(Some records)
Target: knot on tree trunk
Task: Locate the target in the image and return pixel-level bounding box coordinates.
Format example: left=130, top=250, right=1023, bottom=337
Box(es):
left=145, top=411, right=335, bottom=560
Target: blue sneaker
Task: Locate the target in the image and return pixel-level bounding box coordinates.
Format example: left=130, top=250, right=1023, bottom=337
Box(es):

* STATED PROBLEM *
Rewrite the material above, replacing "Format example" with "Sample format" and leaving everything else unchanged.

* PROBLEM SOLUTION *
Target: knot on tree trunk
Task: Locate the target in the image and return pixel-level bounding box coordinates.
Sample format: left=130, top=250, right=1023, bottom=337
Box(es):
left=145, top=411, right=335, bottom=560
Target: blue sneaker
Task: Locate the target in the image and return pixel-level bounding box coordinates.
Sample format: left=130, top=250, right=1023, bottom=337
Box(es):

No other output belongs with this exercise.